■ Objective:
Reproduce every line of the listing below word for word, leaving out the pictures.

■ Exercise data:
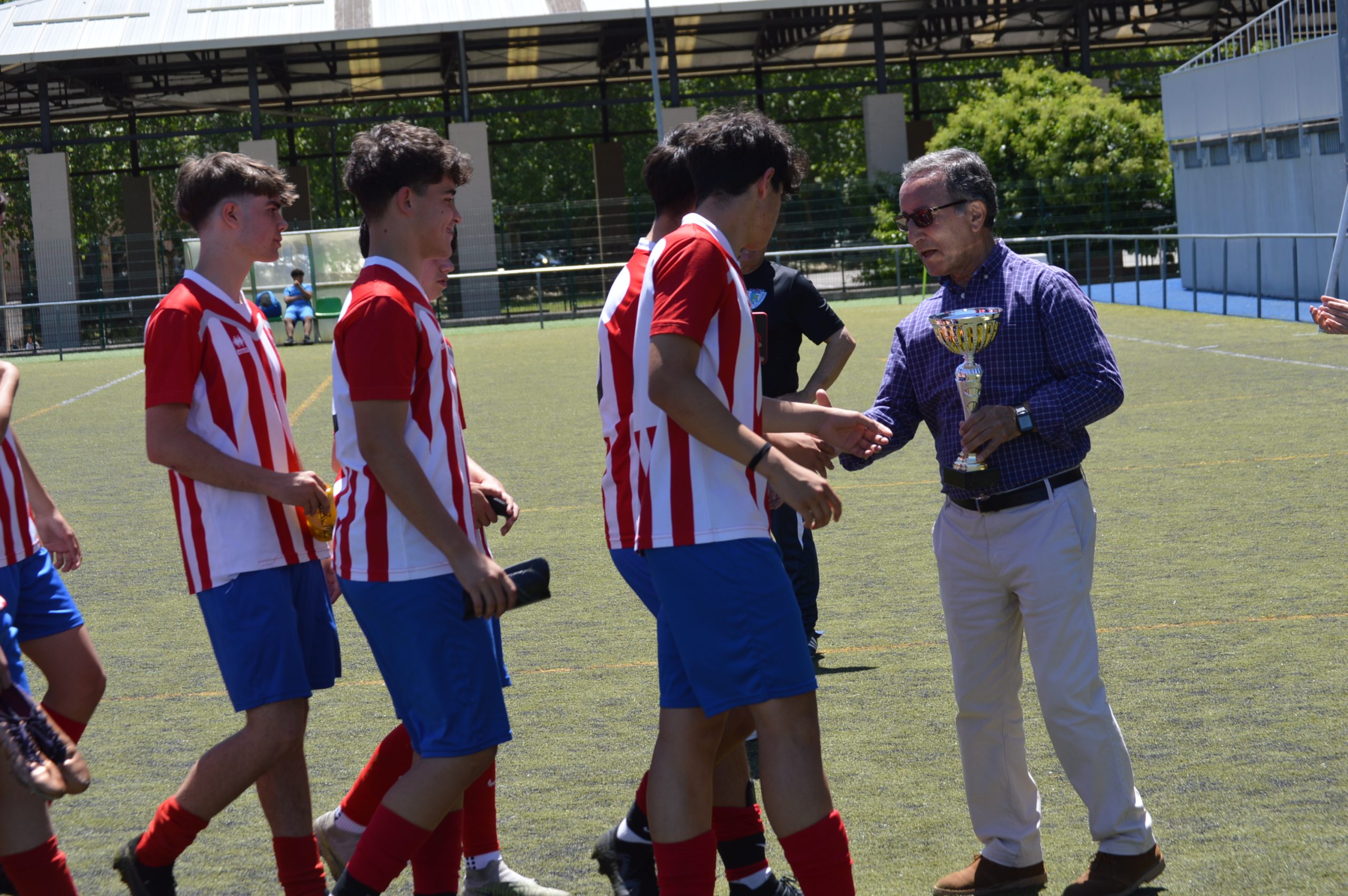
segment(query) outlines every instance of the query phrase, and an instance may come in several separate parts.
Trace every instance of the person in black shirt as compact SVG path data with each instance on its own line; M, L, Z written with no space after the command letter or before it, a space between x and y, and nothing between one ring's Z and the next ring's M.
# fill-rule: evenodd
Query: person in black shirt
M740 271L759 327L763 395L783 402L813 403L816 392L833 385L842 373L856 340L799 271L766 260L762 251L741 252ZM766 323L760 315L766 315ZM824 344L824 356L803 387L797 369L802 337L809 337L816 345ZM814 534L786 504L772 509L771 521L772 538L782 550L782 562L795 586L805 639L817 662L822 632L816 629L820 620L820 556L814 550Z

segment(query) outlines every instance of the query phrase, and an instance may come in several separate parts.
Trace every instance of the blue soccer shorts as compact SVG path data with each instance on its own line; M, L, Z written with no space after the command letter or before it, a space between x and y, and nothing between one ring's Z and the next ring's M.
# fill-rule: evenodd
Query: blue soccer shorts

■ Answer to this problem:
segment(query) outlines every instance of the query phrase, and an instance may come in several separate parts.
Trace every instance of the person in black shirt as compact SVG path data with each instance on its own line; M, L, Z written with no space after the command letter or before it, a space between x and y, and nothing between one ring's Z and the next ring's M.
# fill-rule: evenodd
Query: person in black shirt
M740 271L759 327L763 395L783 402L813 403L816 392L833 385L842 373L856 340L799 271L766 260L762 251L741 252ZM766 323L760 315L766 315ZM824 344L824 356L803 387L797 369L802 337L809 337L816 345ZM814 534L786 504L772 509L771 521L772 538L782 550L782 562L795 586L805 639L817 662L822 632L816 629L820 620L820 556L814 550Z

segment(query) outlines every instance of the query phrase, and an instance may come in several separate parts.
Trace every instance of the blue soccer shorts as compact SVG path data with each instance on its own line; M, L, Z written with no space after the command letter or before it, a space between x and y, and nothing between one ring's Z and the next ring's M.
# fill-rule: evenodd
Query: blue soccer shorts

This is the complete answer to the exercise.